#### Provided records:
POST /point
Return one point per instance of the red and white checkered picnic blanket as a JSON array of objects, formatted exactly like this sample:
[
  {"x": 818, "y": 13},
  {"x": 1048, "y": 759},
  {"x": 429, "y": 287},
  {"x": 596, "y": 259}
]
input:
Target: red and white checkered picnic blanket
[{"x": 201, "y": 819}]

#### Do this:
Reproduce the records above in full, line for line. Multiply each coordinate in the answers by 2.35 and round to the nearest whole number, rounding halves up. Leave every other number unchanged.

#### Correct response:
POST /point
Return one point per instance of the red and white checkered picnic blanket as a JSON array of objects, formatted exactly like this sample:
[
  {"x": 818, "y": 13},
  {"x": 1048, "y": 759},
  {"x": 429, "y": 287},
  {"x": 596, "y": 259}
]
input:
Target: red and white checkered picnic blanket
[{"x": 472, "y": 1925}]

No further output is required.